Vorliegender Text:
Urteil vom 12. Oktober 2007

I. zivilrechtliche Abteilung

Bundesrichter Corboz, Präsident,
Bundesrichterinnen Rottenberg Liatowitsch, Kiss,
Gerichtsschreiber Gelzer.

X. ________,
Beschwerdeführer, vertreten durch Fürsprecher Dr. Pietro Riniker,

gegen

Y.________ AG,
Beschwerdegegnerin,
Obergericht des Kantons Luzern, I. Kammer als Beschwerdeinstanz,
Postfach, 6002 Luzern.

Art. 9, 29 Abs. 1 und Art. 30 Abs. 1 BV (Arbeitsvertrag; Kündigung),

subsidiäre Verfassungsbeschwerde gegen den Entscheid des Obergerichts des
Kantons Luzern, I. Kammer als Beschwerdeinstanz, vom 6. Juli 2007.

Sachverhalt:

A.
X. ________ (Arbeitnehmer) arbeitete seit dem 4. September 2006 bei der
Y.________ AG (Arbeitgeberin). Diese kündigte das Arbeitsverhältnis mit
Schreiben vom 26. Oktober 2006 auf den 3. November 2006, bezahlte aber den
Lohn bis zum 6. November 2006.

B.
Mit Klage vom 30. Januar 2007 belangte der Arbeitnehmer die Arbeitgeberin
beim Arbeitsgericht des Kantons Luzern auf Zahlung von Fr. 3'367.--. Zur
Begründung führte der Kläger aus, er sei unbegründet fristlos entlassen
worden, weshalb er Anspruch auf Lohnersatz für die Zeit vom 7. bis zum 30.
November 2007 habe. Die Arbeitgeberin vertrat die Auffassung, die Kündigung
sei innerhalb der vertraglich vereinbarten dreimonatigen Probezeit unter
Einhaltung der siebentägigen Frist erfolgt. Da der Arbeitnehmer das
Kündigungsschreiben erst am 27. Oktober 2007 gegengezeichnet habe, sei die
Frist bis zum 6. November 2006 verlängert worden.

Das Arbeitsgericht wies die Klage am 30. Mai 2007 ab, im Wesentlichen mit der
Begründung, die Kündigung sei während der Probezeit erfolgt, auch wenn die
Arbeitgeberin die vereinbarte Kündigungsfrist erstreckt habe.

Aufgabenstellung: Schreiben Sie den Abschnitt des Urteils, der mit „Mit Klage vom“ beginnt und mit „Kündigungsfrist erstreckt habe.“ endet, wortgetreu ab. Die Einträge stammen aus einer anderen Quelle als das Urteil.

Datensätze:
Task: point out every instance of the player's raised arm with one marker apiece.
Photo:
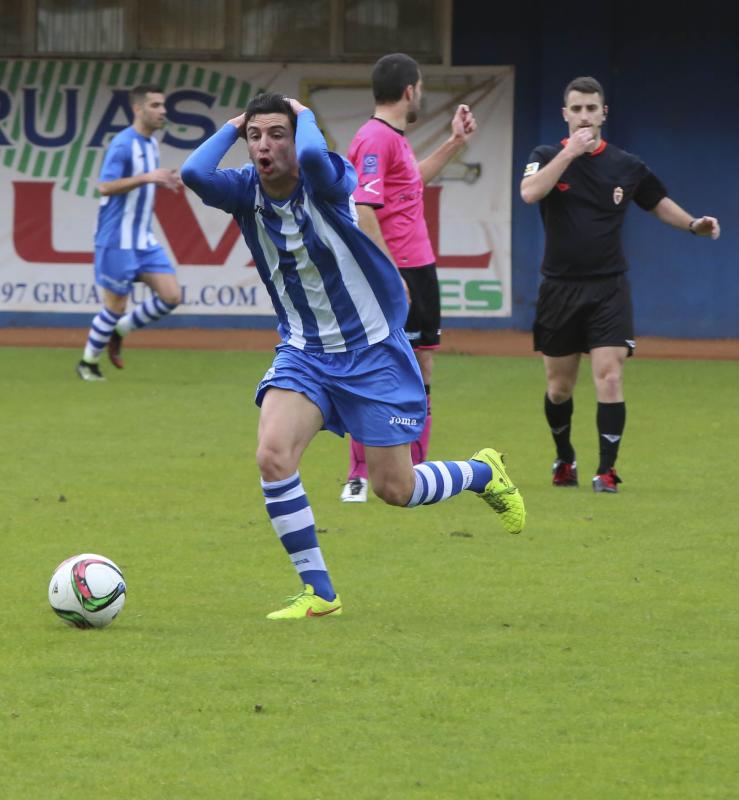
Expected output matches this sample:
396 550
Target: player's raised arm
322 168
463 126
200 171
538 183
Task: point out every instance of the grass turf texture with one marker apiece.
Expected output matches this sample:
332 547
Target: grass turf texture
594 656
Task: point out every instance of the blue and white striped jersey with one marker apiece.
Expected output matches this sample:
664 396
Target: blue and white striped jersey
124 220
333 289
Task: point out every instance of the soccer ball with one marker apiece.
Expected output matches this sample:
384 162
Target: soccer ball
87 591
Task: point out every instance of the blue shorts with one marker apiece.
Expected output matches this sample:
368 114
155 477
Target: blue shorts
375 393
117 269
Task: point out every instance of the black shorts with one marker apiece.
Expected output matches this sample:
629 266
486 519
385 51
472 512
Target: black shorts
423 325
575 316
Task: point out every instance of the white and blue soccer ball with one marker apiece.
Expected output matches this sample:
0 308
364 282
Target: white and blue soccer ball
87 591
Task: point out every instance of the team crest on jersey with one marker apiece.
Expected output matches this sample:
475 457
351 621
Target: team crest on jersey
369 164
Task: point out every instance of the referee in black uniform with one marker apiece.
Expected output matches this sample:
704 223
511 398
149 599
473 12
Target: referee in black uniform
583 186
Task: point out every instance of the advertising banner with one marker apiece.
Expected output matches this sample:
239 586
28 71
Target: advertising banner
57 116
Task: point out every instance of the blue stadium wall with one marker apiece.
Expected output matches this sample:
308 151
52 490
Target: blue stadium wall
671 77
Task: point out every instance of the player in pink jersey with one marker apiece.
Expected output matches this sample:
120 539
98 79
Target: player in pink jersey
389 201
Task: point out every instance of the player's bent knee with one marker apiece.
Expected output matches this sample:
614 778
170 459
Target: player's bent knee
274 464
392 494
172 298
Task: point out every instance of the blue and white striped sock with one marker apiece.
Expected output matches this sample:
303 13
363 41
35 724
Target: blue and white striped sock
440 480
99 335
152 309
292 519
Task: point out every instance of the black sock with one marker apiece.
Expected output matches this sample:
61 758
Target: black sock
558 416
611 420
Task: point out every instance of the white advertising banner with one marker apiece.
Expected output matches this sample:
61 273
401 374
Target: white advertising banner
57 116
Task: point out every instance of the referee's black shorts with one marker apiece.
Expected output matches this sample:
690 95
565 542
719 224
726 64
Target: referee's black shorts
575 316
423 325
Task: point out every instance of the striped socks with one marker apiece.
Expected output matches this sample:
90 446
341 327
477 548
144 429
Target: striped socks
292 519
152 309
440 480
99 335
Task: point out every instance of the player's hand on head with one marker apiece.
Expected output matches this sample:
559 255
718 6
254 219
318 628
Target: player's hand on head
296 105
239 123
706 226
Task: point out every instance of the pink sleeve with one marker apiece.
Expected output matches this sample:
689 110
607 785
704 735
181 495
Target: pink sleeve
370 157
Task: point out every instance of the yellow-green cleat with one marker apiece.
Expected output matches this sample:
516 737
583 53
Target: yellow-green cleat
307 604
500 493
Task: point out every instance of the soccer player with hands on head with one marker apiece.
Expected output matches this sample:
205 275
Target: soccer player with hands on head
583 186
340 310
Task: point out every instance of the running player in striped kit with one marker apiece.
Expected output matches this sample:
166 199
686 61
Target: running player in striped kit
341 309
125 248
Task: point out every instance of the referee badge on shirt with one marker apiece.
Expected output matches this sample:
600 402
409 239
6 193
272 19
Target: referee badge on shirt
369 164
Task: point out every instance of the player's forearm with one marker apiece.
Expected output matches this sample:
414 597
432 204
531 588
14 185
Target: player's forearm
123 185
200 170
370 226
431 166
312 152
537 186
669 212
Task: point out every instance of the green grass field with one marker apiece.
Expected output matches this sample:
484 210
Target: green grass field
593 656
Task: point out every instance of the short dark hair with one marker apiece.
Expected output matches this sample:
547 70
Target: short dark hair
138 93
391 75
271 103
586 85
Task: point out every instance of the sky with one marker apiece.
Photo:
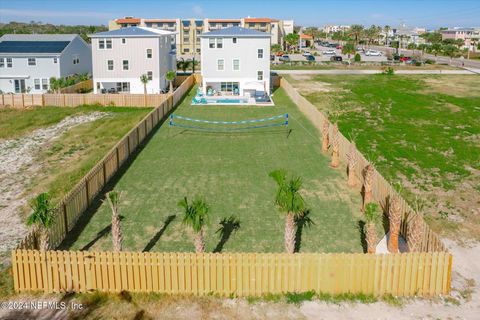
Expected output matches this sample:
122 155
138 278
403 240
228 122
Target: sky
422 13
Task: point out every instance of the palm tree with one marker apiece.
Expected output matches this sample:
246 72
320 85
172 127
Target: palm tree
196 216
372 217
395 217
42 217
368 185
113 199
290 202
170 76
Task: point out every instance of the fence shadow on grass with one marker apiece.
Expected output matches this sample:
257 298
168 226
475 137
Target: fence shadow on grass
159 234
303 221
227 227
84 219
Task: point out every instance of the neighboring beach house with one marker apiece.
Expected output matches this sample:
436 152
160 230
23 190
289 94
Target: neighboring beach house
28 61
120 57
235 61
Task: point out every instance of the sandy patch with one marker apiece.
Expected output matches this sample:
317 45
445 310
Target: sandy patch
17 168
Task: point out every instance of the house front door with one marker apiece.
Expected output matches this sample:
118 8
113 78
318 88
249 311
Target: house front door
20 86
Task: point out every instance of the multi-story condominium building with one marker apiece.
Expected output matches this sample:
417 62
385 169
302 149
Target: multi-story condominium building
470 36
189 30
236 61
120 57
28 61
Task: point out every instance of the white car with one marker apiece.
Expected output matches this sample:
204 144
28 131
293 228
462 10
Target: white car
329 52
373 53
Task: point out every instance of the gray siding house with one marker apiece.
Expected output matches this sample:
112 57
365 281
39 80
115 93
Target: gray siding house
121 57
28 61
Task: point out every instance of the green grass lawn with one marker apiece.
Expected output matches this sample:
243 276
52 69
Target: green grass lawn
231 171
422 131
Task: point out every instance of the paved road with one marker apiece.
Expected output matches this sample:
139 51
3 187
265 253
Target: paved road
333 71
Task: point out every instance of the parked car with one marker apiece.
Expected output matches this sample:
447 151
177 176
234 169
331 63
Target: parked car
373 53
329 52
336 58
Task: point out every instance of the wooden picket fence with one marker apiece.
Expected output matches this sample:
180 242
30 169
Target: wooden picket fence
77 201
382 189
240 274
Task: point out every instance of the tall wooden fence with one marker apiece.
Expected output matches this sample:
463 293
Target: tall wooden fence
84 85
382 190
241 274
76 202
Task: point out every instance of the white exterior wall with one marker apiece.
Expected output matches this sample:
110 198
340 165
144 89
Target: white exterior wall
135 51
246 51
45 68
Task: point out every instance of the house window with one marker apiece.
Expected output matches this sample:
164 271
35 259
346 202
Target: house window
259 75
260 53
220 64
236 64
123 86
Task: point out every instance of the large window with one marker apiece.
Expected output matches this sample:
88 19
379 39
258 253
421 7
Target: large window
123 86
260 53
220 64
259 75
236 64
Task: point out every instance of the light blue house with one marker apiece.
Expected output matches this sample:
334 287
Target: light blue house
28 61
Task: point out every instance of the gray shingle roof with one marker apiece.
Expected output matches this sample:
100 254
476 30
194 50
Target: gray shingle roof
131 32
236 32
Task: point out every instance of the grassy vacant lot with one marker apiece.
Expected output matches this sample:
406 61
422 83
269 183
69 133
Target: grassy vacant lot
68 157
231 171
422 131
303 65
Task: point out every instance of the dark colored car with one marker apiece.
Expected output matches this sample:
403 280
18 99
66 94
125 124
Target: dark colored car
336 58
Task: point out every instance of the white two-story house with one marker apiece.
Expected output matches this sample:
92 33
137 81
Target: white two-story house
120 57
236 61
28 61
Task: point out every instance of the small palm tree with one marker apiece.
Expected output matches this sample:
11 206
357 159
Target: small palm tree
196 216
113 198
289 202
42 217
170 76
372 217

Lösung:
Mit Klage vom 30. Januar 2007 belangte der Arbeitnehmer die Arbeitgeberin
beim Arbeitsgericht des Kantons Luzern auf Zahlung von Fr. 3'367.--. Zur
Begründung führte der Kläger aus, er sei unbegründet fristlos entlassen
worden, weshalb er Anspruch auf Lohnersatz für die Zeit vom 7. bis zum 30.
November 2007 habe. Die Arbeitgeberin vertrat die Auffassung, die Kündigung
sei innerhalb der vertraglich vereinbarten dreimonatigen Probezeit unter
Einhaltung der siebentägigen Frist erfolgt. Da der Arbeitnehmer das
Kündigungsschreiben erst am 27. Oktober 2007 gegengezeichnet habe, sei die
Frist bis zum 6. November 2006 verlängert worden.

Das Arbeitsgericht wies die Klage am 30. Mai 2007 ab, im Wesentlichen mit der
Begründung, die Kündigung sei während der Probezeit erfolgt, auch wenn die
Arbeitgeberin die vereinbarte Kündigungsfrist erstreckt habe.